Extract provided START

Although it didn’t seem assured at every point this season, the Celtics will absolutely be making a playoff appearance, taking on a familiar foe in the Atlanta Hawks. This weekend they will arrive in the postseason, riding a crest of incredible defensive performances. Since April 1st they’ve allowed just 95.5 points per 100 possessions, the 3rd best mark in the NBA over that stretch, and a number that would lead the league if it had been carried through since December.
While it has jumped a level in the past few weeks, the Celtics’ defense has been good all season, built primarily on two pillars. They force a lot of turnovers – on 14.6% of their opponent’s possessions, the 5th best mark in the league. They also force a lot of misses. On the season the Celtics have allowed their opponents an eFG% of 45.2%, lowest in the league this season and the 7th lowest mark in the NBA over the last ten years. Defense, and eFG% allowed, has been a staple of the Celtics since the Voltron-esque assembly of Ray Allen, Paul Pierce and Kevin Garnett, but this season has been their most effective effort.

Extract provided END

▸ **Exercise tasks**
• A. Please list every player named in the passage on the Celtics' defense.
• B. Write out the passage on the Celtics' defense from the words "While it has" through "most effective effort.", substituting "steals" for "turnovers".
The stored data placed after this point plays no part in the work.

Study material START

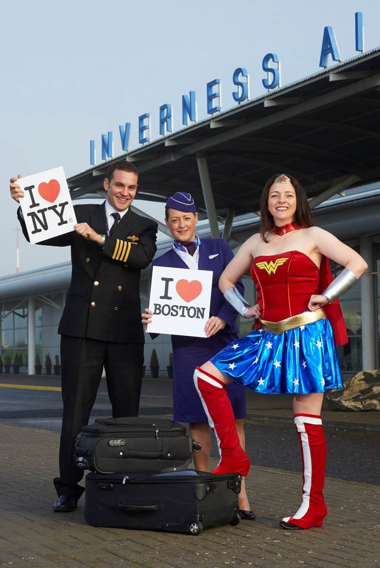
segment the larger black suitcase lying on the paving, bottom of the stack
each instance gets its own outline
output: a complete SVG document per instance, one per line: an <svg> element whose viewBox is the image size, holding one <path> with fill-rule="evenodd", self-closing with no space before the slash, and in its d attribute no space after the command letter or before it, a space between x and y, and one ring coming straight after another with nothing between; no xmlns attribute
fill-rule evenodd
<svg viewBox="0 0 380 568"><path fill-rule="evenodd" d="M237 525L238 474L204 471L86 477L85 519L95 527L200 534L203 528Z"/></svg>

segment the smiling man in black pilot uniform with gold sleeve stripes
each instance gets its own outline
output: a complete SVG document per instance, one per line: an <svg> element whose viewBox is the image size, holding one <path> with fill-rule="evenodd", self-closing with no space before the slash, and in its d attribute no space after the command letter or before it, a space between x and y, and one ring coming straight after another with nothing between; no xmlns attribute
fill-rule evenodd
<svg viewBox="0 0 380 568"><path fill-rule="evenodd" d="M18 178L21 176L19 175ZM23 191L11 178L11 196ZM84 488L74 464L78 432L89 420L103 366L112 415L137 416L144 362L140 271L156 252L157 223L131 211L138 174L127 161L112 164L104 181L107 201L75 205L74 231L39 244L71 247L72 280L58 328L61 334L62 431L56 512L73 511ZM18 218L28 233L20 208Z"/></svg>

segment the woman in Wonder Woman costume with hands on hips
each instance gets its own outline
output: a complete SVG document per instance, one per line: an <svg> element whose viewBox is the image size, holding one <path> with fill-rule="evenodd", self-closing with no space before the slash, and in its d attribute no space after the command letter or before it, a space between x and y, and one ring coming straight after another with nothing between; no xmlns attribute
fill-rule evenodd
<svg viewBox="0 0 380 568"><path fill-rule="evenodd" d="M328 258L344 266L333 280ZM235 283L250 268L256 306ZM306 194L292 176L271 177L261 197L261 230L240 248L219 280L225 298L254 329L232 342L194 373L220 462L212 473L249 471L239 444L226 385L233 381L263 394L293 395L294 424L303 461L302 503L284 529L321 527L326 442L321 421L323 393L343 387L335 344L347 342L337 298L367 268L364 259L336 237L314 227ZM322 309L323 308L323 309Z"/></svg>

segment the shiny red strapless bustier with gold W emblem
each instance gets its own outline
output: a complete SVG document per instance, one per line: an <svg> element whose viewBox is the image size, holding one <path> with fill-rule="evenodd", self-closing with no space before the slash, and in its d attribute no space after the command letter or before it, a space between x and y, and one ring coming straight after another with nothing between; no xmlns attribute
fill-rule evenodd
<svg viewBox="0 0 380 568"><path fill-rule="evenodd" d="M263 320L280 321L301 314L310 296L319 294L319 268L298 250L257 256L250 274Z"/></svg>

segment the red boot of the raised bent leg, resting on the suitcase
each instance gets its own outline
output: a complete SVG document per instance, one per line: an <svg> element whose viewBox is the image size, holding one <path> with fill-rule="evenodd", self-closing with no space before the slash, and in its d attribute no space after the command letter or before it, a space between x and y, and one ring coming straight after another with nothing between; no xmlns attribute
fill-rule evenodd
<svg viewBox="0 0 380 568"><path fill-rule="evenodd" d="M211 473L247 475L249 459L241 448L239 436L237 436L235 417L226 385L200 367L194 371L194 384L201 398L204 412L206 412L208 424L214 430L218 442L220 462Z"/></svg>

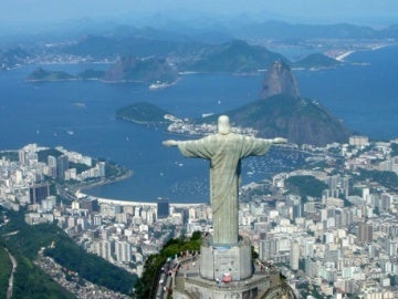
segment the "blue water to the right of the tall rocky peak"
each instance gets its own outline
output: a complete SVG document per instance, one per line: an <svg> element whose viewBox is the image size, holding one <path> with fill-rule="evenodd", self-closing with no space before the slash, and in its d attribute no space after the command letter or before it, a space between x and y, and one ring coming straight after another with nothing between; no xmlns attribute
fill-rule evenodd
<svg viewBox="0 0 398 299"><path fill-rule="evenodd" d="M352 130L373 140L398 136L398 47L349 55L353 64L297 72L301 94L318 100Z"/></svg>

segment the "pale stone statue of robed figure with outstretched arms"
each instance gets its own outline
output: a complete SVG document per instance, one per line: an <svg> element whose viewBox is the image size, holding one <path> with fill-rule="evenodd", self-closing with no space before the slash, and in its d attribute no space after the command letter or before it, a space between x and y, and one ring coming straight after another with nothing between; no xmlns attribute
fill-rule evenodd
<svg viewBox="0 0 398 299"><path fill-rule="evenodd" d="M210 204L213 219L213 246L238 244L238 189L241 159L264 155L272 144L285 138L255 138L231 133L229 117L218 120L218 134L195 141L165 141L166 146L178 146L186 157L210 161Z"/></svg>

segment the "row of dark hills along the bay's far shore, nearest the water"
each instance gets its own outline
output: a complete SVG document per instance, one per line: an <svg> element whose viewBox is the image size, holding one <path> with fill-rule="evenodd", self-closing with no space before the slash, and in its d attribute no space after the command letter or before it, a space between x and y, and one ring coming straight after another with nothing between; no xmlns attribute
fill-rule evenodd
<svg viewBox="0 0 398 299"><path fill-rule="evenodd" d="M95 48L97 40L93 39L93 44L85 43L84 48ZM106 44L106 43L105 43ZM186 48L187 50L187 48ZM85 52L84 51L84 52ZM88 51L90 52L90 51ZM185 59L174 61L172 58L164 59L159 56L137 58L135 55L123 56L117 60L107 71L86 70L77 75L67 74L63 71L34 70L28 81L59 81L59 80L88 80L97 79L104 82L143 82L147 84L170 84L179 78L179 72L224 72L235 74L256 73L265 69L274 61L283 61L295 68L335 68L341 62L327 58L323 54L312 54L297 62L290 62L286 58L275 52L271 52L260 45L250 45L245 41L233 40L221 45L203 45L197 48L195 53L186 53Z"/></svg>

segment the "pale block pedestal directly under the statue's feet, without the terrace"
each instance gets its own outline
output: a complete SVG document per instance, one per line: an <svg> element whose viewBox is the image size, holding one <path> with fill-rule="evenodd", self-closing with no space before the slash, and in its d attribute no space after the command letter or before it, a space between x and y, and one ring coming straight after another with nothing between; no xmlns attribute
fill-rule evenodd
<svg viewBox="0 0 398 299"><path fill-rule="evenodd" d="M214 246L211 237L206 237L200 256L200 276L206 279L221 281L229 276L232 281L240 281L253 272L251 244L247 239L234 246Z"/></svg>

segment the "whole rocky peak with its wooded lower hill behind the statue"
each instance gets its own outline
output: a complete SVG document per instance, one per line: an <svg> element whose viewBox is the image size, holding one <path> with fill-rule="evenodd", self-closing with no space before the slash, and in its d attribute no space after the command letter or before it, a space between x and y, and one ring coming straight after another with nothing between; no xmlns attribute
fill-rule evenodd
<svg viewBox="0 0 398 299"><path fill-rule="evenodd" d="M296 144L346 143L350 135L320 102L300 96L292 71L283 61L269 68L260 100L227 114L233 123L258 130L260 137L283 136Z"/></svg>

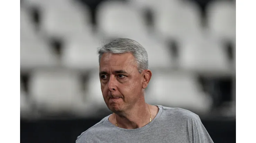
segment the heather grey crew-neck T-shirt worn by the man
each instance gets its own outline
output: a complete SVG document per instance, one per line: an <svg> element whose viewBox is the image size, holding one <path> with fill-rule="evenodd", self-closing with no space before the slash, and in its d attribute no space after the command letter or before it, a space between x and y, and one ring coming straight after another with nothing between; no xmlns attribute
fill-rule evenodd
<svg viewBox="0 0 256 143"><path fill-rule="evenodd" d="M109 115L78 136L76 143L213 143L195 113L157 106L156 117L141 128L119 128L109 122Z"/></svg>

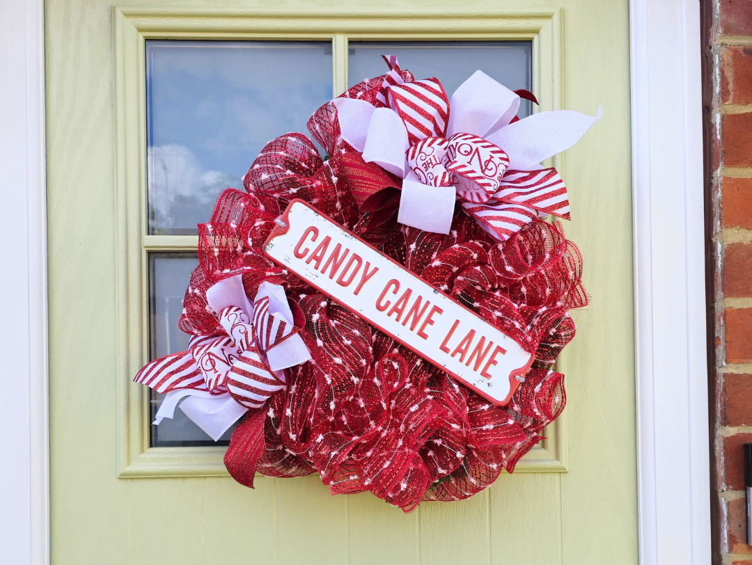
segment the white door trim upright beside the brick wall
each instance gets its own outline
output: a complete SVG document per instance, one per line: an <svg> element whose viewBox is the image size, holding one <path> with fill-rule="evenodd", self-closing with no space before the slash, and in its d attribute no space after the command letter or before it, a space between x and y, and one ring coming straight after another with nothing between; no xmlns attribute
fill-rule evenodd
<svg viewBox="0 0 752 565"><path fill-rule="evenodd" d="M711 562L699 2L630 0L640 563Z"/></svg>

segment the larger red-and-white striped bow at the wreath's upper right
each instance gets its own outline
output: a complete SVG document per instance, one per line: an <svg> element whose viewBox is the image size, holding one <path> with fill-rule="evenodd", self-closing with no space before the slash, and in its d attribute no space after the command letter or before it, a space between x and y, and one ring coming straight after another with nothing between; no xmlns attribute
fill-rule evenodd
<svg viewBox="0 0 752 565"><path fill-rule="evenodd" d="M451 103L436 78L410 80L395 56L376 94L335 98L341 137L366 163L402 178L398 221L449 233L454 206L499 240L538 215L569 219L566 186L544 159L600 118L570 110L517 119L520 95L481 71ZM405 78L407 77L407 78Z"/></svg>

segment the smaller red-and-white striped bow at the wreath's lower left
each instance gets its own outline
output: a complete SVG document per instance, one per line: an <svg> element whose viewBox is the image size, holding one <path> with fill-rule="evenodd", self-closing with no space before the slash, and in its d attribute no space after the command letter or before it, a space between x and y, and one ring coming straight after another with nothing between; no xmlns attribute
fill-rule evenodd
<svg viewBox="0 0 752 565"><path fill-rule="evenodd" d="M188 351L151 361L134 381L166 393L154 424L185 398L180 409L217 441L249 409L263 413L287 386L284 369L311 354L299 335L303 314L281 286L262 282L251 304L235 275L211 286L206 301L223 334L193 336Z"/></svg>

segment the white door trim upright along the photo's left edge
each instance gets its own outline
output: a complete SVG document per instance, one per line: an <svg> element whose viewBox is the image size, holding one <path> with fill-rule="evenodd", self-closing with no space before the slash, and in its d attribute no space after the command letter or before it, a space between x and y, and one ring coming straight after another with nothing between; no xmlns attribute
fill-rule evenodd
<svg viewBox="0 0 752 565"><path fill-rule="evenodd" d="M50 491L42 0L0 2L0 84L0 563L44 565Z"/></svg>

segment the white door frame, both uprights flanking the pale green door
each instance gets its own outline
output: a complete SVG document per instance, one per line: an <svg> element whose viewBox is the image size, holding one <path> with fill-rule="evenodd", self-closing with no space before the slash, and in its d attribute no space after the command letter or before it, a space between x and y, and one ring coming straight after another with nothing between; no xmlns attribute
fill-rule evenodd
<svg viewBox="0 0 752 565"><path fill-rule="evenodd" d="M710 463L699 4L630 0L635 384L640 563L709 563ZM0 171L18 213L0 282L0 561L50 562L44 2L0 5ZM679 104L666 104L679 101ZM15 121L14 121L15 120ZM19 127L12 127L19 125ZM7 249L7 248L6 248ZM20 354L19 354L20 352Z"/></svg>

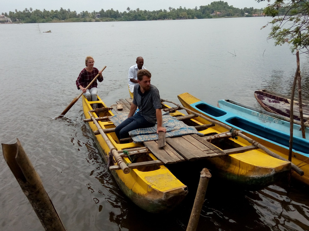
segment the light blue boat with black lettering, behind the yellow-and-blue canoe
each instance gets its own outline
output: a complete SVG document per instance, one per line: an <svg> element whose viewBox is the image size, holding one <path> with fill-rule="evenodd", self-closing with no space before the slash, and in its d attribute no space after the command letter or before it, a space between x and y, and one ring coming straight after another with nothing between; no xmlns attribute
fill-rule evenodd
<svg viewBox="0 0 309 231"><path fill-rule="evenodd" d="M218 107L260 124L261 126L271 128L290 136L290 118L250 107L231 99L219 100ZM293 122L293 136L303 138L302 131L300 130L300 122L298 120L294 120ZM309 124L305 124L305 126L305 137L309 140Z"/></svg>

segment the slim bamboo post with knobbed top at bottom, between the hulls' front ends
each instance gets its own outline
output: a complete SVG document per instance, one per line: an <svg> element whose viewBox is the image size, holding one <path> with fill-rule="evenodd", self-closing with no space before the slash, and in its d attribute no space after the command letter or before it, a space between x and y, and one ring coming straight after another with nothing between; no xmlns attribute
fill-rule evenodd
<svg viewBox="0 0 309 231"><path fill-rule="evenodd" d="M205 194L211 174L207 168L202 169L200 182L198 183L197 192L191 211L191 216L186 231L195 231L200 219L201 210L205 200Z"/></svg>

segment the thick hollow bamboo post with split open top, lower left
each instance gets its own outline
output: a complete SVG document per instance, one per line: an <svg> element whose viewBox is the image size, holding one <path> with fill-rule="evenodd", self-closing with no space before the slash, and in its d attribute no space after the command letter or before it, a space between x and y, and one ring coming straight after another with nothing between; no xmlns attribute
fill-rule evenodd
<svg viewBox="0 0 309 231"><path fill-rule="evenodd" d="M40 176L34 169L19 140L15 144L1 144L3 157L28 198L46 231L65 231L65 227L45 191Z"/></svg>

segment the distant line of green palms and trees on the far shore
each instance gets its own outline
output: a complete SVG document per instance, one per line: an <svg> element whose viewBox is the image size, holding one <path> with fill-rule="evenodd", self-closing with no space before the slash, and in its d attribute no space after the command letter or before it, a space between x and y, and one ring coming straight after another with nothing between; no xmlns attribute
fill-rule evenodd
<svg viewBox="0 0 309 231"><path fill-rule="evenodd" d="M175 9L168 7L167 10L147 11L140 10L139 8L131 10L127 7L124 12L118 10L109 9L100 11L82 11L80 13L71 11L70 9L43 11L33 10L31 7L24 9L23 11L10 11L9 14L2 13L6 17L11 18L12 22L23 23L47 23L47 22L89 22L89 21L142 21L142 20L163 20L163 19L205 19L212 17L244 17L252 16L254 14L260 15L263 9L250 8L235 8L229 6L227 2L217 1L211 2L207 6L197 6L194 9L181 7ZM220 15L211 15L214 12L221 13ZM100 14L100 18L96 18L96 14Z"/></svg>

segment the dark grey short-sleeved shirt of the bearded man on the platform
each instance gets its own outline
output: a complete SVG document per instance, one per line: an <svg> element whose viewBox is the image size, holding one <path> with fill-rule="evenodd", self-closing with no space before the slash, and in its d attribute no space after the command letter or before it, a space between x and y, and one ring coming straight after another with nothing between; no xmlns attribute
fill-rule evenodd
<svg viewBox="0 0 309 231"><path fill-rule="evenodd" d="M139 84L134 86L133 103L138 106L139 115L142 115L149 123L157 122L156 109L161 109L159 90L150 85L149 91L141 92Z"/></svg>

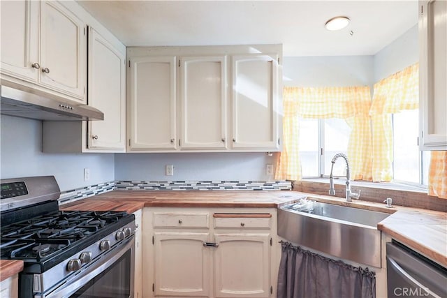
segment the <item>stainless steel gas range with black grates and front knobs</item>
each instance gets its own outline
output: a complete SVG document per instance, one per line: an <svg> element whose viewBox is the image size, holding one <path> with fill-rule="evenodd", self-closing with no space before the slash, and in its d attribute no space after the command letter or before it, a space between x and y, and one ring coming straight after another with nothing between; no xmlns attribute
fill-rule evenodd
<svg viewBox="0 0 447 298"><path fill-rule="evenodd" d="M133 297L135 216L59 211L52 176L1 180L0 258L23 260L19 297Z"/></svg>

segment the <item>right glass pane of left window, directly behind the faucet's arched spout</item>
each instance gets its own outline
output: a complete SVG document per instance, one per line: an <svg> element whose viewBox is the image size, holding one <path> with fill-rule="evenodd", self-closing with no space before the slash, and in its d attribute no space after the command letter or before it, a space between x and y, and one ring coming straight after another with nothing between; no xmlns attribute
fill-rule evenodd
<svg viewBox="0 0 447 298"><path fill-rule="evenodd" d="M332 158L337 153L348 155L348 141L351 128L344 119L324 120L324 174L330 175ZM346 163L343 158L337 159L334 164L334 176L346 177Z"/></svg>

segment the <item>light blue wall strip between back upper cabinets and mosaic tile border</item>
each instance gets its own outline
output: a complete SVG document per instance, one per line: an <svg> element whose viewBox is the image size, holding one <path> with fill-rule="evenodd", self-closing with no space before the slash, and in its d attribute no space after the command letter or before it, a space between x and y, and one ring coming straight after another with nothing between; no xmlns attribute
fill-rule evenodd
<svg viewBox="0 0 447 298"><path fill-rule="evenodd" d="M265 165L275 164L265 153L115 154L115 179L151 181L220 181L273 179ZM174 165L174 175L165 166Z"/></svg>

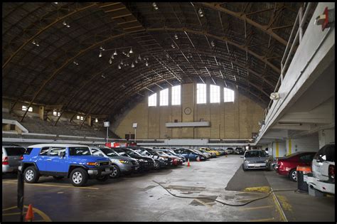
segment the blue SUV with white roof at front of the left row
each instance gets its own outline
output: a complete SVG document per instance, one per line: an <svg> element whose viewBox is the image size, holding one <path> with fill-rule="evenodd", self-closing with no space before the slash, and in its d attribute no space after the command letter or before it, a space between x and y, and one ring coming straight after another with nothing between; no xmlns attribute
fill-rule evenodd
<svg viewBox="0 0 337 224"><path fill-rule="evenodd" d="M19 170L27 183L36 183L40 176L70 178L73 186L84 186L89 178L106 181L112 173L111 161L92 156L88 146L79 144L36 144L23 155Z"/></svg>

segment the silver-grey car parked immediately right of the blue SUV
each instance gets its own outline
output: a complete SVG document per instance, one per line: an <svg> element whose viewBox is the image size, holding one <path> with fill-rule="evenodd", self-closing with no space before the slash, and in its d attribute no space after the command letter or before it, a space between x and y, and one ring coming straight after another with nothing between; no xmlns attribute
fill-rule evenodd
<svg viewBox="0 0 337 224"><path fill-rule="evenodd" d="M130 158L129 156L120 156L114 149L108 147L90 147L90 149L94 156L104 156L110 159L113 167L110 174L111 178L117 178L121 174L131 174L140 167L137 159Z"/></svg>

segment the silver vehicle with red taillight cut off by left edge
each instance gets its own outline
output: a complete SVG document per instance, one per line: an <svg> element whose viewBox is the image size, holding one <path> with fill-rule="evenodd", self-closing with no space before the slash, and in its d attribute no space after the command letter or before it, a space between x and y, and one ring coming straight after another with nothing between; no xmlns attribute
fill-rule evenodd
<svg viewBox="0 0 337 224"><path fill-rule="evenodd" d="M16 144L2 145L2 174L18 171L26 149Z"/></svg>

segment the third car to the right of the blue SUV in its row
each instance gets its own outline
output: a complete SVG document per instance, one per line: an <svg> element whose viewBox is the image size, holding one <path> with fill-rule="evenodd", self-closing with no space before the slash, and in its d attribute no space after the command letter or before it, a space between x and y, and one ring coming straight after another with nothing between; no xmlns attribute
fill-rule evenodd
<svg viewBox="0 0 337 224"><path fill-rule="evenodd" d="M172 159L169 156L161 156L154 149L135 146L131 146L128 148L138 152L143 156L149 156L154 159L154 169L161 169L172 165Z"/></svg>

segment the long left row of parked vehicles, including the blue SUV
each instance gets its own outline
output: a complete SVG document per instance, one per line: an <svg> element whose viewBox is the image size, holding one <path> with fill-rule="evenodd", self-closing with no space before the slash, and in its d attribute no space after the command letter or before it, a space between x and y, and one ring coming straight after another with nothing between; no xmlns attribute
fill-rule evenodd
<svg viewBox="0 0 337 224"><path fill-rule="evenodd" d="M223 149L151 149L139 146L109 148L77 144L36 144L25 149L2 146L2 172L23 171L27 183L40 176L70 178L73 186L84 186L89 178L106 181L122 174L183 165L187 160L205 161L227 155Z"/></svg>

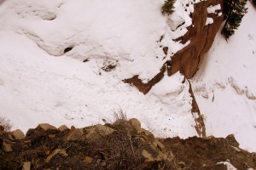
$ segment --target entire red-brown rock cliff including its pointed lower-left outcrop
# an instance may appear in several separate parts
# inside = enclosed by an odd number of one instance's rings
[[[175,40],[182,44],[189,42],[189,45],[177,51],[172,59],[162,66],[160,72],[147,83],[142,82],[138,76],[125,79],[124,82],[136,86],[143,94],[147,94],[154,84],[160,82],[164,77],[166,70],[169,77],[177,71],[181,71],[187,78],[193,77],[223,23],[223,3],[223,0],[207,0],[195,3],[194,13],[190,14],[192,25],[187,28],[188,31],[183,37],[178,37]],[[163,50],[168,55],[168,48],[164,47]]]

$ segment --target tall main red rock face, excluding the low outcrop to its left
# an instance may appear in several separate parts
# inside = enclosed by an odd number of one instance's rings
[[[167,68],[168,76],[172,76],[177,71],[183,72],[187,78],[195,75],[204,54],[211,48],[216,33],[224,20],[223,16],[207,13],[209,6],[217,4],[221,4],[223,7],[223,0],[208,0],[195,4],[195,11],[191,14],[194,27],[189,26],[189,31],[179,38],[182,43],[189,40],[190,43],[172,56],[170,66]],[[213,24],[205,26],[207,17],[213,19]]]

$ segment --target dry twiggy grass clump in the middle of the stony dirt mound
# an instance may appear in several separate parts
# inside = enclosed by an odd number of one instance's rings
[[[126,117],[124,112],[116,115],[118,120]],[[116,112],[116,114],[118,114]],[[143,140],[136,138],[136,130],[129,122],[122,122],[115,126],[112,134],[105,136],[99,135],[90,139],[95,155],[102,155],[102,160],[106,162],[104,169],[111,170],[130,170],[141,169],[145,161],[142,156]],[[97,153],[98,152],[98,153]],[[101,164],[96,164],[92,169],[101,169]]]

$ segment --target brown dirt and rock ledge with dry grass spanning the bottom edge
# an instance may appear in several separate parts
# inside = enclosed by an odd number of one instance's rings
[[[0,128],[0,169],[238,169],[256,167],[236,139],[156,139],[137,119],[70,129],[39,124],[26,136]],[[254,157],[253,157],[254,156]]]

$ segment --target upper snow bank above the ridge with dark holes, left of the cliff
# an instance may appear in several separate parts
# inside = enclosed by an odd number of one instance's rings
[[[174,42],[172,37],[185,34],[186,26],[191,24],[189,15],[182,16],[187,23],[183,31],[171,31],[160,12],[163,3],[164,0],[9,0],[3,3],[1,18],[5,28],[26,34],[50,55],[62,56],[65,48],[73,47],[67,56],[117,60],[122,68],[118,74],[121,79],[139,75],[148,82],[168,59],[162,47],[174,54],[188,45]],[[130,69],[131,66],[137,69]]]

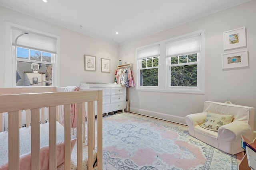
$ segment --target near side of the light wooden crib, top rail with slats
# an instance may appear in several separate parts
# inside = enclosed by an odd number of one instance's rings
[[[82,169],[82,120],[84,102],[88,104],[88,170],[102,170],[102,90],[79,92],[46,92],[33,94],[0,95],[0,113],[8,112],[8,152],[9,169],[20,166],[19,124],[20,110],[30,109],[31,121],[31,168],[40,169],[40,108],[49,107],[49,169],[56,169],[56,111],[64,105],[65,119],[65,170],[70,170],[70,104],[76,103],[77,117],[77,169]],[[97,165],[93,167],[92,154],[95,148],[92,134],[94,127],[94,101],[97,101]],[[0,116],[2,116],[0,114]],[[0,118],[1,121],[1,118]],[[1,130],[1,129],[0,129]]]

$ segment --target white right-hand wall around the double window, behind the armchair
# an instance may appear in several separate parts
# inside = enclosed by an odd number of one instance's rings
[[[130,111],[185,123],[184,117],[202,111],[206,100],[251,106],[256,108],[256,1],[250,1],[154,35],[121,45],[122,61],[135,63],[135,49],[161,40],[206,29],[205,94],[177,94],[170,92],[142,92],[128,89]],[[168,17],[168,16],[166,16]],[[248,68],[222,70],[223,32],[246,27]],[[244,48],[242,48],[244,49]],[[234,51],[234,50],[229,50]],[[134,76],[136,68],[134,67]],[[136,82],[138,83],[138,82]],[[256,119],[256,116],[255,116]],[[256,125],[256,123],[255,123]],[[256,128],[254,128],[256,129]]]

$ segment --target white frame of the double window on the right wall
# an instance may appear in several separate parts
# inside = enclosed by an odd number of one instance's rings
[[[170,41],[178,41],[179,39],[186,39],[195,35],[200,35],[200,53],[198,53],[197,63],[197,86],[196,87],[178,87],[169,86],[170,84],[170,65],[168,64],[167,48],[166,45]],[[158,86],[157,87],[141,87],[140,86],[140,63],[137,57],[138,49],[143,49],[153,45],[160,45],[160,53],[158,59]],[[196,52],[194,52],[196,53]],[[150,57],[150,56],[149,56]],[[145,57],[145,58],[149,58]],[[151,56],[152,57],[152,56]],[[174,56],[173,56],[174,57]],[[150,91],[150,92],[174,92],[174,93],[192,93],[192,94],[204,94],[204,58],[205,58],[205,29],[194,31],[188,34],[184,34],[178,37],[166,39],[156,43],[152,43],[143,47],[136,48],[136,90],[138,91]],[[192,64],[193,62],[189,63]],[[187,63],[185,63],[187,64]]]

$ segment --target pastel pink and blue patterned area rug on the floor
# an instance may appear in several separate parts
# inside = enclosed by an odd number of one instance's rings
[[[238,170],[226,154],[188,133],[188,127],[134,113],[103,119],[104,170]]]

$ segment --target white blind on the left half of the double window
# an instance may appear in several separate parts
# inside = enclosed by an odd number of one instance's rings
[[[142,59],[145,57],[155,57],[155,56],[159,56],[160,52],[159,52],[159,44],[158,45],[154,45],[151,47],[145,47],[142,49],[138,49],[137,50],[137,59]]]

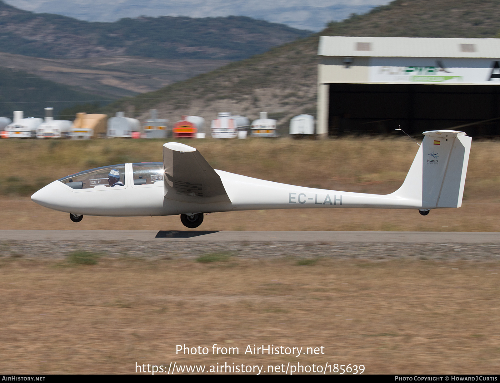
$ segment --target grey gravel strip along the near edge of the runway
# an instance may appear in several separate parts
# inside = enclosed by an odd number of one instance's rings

Study material END

▸ **Written answers**
• A. Ray Allen, Paul Pierce, Kevin Garnett

• B.
While it has jumped a level in the past few weeks, the Celtics’ defense has been good all season, built primarily on two pillars. They force a lot of steals – on 14.6% of their opponent’s possessions, the 5th best mark in the league. They also force a lot of misses. On the season the Celtics have allowed their opponents an eFG% of 45.2%, lowest in the league this season and the 7th lowest mark in the NBA over the last ten years. Defense, and eFG% allowed, has been a staple of the Celtics since the Voltron-esque assembly of Ray Allen, Paul Pierce and Kevin Garnett, but this season has been their most effective effort.